Reproduce the lines exactly, from the first line through the line containing "432,34 -> 970,58", and omit the pictures.

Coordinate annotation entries
= = = = = = =

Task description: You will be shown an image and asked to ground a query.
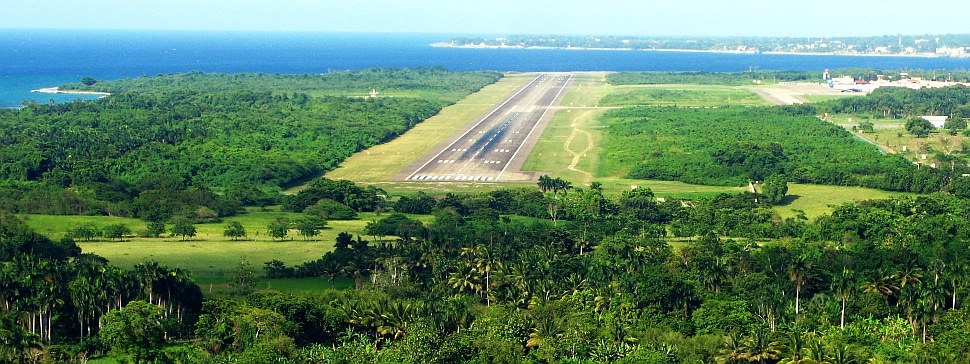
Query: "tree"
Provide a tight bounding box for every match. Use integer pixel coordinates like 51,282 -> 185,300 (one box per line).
296,216 -> 327,240
943,117 -> 967,135
229,256 -> 256,296
761,174 -> 788,205
145,221 -> 165,238
832,268 -> 857,330
222,221 -> 246,241
788,255 -> 815,317
67,224 -> 101,241
906,118 -> 933,138
171,218 -> 196,241
99,301 -> 164,363
104,223 -> 131,239
266,217 -> 290,240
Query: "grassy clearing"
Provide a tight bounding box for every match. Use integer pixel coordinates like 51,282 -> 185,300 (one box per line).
774,183 -> 907,219
325,74 -> 535,182
561,72 -> 614,108
600,85 -> 769,107
826,114 -> 970,165
24,211 -> 422,283
522,73 -> 744,198
802,94 -> 856,103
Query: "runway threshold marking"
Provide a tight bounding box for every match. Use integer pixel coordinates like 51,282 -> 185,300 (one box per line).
405,74 -> 544,180
495,74 -> 573,182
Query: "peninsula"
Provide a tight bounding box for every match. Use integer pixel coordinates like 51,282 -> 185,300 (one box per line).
432,34 -> 970,58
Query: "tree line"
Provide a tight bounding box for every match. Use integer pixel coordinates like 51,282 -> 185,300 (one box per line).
0,177 -> 970,363
604,105 -> 966,194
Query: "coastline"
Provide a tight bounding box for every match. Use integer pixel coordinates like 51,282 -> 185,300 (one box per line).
30,87 -> 111,97
430,42 -> 970,59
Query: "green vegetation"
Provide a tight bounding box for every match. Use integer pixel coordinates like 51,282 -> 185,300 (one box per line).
0,176 -> 970,363
61,67 -> 500,103
600,85 -> 768,106
0,67 -> 970,363
0,68 -> 501,222
604,107 -> 943,192
326,74 -> 535,183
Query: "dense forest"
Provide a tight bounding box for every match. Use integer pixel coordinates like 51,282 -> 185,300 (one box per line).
0,178 -> 970,363
61,67 -> 501,102
0,69 -> 970,364
0,68 -> 501,219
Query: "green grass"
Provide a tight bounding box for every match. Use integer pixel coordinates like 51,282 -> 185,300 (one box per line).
600,85 -> 768,107
774,183 -> 907,219
522,73 -> 744,198
561,72 -> 614,107
801,93 -> 856,103
324,74 -> 535,186
826,114 -> 970,165
24,211 -> 431,282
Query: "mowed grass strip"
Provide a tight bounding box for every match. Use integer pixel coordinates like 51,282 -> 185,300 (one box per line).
325,74 -> 536,182
23,211 -> 418,281
522,72 -> 744,198
600,85 -> 770,107
774,183 -> 910,219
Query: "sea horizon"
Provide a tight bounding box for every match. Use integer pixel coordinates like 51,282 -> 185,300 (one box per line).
0,28 -> 970,108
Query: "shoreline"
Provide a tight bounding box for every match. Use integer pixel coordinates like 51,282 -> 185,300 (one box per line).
430,42 -> 970,59
30,87 -> 111,97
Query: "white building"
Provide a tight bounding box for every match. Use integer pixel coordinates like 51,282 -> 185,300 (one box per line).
920,116 -> 949,129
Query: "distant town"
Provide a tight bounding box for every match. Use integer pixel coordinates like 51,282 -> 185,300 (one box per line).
433,34 -> 970,57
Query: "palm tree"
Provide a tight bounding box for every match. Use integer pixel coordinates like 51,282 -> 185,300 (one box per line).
943,261 -> 967,310
717,331 -> 744,364
741,327 -> 781,363
832,268 -> 856,330
827,345 -> 859,364
788,255 -> 814,316
893,259 -> 923,289
537,174 -> 553,195
779,326 -> 812,364
862,269 -> 899,297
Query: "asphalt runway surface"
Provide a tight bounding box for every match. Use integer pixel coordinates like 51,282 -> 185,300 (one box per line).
405,73 -> 572,182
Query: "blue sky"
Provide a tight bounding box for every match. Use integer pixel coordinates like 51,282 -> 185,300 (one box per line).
0,0 -> 970,36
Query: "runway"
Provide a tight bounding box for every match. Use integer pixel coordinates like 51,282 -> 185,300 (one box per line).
405,73 -> 572,182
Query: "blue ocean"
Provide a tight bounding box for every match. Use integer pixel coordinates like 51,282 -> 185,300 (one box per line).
0,29 -> 970,108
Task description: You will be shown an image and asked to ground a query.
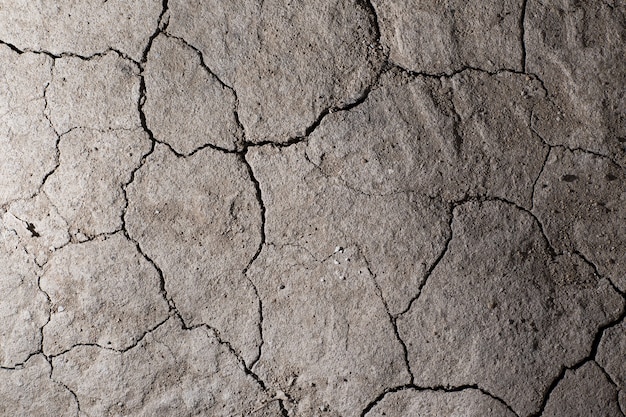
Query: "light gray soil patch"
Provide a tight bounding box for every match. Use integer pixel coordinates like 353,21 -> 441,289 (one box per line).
0,0 -> 626,417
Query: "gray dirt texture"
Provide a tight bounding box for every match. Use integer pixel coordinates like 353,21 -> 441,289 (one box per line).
0,0 -> 626,417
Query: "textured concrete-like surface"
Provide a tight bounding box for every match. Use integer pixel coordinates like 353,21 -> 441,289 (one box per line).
0,0 -> 626,417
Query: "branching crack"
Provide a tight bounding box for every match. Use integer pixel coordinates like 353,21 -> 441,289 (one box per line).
359,248 -> 415,384
361,383 -> 519,417
519,0 -> 528,72
240,150 -> 266,369
396,199 -> 456,318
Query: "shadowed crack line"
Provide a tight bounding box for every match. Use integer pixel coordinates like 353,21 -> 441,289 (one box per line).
361,383 -> 519,417
593,359 -> 623,402
176,313 -> 270,395
388,62 -> 548,95
519,0 -> 528,72
239,149 -> 266,369
44,313 -> 175,362
395,199 -> 456,319
46,364 -> 81,417
357,250 -> 415,384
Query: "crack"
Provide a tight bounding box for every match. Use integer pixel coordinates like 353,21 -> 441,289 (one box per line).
395,198 -> 456,319
530,135 -> 552,211
46,358 -> 82,417
361,383 -> 519,417
158,30 -> 247,156
572,249 -> 626,300
519,0 -> 528,72
183,314 -> 272,397
592,357 -> 621,398
356,0 -> 380,45
357,250 -> 415,384
0,39 -> 24,55
528,280 -> 626,417
44,313 -> 175,362
239,150 -> 267,369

= = = = = = =

Correct output
Task description: You will be shown an image and asked to ground a query.
Query: "tree"
Provide a tight bounding box for every match. Use integer pixel coordinates like 51,282 -> 185,300 (one box per line).
296,216 -> 327,240
943,117 -> 967,135
229,256 -> 256,296
761,174 -> 788,205
145,221 -> 165,238
832,268 -> 857,330
222,221 -> 246,241
788,255 -> 815,317
67,224 -> 101,241
906,118 -> 933,138
171,218 -> 196,241
99,301 -> 164,363
104,223 -> 131,239
266,217 -> 290,240
Query: "grassy clearing"
Provide a tight bounding box for every match. Use integer pixel coordinates like 51,282 -> 185,300 (one box per line).
774,183 -> 907,219
325,74 -> 535,182
561,72 -> 614,108
600,85 -> 769,107
826,114 -> 970,165
24,211 -> 422,283
522,73 -> 744,198
802,94 -> 856,103
Query: "runway threshold marking"
Provide a tight bounding box for every match. Use integer pixel coordinates like 51,282 -> 185,300 (one box per line).
405,74 -> 544,180
495,74 -> 573,182
Query: "peninsula"
Provide a tight bounding box for every match. Use integer pixel coordinates like 51,282 -> 185,300 (one box per line).
432,34 -> 970,58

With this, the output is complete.